═════ PROVIDED ENTRIES ═════

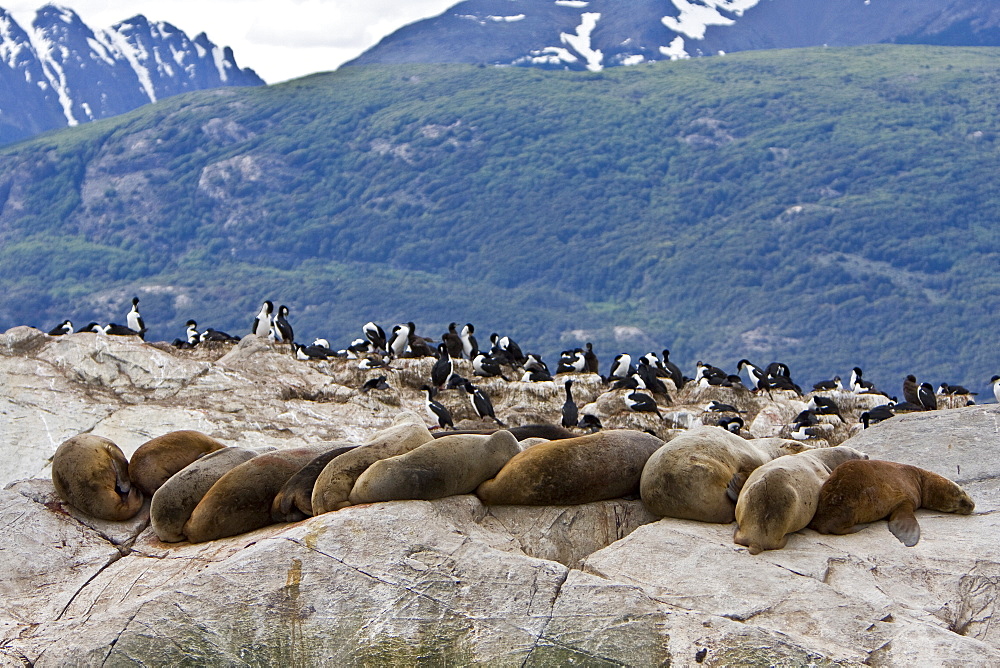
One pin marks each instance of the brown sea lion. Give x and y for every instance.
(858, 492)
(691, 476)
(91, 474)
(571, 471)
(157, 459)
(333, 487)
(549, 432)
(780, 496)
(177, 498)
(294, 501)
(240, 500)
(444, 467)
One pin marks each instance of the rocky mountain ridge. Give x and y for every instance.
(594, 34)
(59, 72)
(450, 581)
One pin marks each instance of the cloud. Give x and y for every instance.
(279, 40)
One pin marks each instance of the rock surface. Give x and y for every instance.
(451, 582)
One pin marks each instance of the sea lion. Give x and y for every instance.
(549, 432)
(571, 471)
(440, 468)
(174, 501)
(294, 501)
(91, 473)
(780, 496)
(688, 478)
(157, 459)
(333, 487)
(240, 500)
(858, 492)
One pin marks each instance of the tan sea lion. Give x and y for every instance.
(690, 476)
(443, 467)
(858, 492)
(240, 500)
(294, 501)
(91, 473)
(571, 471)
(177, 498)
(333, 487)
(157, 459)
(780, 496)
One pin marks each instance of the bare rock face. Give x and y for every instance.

═════
═════ PROVIDED ENTRIES ═════

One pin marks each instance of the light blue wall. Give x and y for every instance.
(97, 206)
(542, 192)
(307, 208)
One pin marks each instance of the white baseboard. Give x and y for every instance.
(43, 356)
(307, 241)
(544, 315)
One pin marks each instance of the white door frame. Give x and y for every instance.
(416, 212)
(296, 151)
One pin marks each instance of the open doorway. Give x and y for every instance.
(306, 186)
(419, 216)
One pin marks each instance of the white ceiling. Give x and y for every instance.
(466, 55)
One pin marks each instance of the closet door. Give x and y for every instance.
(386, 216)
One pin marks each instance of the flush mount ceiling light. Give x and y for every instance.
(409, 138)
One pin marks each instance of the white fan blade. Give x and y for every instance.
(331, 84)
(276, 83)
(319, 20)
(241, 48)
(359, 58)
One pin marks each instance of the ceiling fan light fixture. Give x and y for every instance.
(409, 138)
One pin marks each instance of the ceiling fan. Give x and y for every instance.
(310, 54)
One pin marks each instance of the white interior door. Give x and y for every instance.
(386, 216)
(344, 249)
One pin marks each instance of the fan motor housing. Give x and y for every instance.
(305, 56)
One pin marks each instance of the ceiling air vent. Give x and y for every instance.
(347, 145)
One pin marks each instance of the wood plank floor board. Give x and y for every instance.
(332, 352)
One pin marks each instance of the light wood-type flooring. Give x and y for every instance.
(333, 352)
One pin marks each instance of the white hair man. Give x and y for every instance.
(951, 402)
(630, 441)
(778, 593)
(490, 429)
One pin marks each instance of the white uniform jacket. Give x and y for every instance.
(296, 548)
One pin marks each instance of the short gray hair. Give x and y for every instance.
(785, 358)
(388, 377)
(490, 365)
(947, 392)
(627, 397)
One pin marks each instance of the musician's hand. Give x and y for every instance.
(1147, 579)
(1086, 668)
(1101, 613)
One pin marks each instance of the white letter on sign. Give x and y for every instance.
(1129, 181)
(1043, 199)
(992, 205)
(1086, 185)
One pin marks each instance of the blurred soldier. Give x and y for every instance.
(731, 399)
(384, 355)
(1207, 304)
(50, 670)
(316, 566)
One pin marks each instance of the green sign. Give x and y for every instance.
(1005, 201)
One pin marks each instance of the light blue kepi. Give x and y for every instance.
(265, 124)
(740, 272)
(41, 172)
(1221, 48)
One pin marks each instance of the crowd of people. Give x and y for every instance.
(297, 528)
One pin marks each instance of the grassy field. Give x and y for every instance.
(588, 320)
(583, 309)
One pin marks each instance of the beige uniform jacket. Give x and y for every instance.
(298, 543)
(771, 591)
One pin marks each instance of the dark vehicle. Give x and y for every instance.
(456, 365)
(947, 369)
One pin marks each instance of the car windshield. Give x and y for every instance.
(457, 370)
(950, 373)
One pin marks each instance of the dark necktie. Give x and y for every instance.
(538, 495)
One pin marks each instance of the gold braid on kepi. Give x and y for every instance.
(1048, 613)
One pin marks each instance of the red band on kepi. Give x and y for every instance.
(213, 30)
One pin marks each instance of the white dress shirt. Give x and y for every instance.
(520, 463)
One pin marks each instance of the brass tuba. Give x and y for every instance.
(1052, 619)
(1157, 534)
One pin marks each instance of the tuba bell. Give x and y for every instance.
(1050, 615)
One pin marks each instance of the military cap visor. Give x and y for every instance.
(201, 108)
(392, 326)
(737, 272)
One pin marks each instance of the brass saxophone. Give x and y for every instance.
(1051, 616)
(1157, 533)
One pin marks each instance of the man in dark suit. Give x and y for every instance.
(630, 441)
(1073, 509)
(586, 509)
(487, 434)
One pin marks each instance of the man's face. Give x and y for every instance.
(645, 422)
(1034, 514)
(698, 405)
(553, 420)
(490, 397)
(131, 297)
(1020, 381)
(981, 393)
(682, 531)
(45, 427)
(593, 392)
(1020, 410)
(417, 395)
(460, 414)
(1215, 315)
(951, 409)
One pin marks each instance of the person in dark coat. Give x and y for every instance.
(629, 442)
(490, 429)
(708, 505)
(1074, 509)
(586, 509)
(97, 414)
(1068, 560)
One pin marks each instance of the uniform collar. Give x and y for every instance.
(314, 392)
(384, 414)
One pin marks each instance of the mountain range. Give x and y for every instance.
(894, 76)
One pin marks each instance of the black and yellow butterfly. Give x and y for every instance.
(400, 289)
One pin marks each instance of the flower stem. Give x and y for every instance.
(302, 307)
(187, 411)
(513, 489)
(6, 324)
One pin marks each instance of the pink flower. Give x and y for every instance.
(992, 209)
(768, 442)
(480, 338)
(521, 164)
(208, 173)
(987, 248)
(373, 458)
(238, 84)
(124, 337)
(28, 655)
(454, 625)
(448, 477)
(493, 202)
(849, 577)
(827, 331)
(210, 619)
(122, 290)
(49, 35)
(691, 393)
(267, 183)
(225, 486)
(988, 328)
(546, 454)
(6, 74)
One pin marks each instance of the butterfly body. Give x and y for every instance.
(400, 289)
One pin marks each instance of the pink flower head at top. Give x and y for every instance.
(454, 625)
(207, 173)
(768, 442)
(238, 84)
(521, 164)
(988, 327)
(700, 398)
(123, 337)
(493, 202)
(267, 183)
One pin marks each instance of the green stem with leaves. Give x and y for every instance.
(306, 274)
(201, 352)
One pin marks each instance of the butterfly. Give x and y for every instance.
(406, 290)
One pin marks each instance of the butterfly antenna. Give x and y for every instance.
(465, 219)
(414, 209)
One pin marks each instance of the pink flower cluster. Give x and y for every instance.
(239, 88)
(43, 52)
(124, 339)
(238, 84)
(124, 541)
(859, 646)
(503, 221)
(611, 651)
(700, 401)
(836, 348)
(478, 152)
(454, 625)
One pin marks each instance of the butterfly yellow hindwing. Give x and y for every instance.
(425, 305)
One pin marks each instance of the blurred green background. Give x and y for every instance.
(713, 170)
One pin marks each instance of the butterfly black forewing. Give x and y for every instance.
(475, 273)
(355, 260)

═════

▶ **ASSIGNED TASK**: Copy the records above exactly, beginning at the line that contains "One pin marks each instance of the brown" and stopping after the line that contains "One pin marks each instance of the bare".

▶ **EXERCISE SOLUTION**:
One pin marks each instance of the brown sea lion. Give x and y for every instance.
(858, 492)
(691, 476)
(91, 474)
(571, 471)
(157, 459)
(333, 487)
(549, 432)
(780, 496)
(177, 498)
(294, 501)
(240, 500)
(444, 467)
One pin marks each instance of the rocky mountain ridge. Give x and y for every instance.
(594, 34)
(59, 72)
(450, 581)
One pin marks each instance of the cloud. Give x and y for every instance.
(279, 40)
One pin marks each instance of the rock surface. Give x and y for every instance.
(451, 582)
One pin marks each instance of the sea lion. Give x and y for every instance.
(549, 432)
(571, 471)
(440, 468)
(174, 501)
(294, 501)
(91, 473)
(780, 496)
(688, 478)
(157, 459)
(333, 487)
(240, 500)
(858, 492)
One pin marks each instance of the tan sea lion. Give x and y for every instance.
(690, 476)
(443, 467)
(858, 492)
(240, 500)
(294, 501)
(91, 473)
(571, 471)
(177, 498)
(333, 487)
(157, 459)
(780, 496)
One pin marks each instance of the bare rock face. Give x and y for every instance.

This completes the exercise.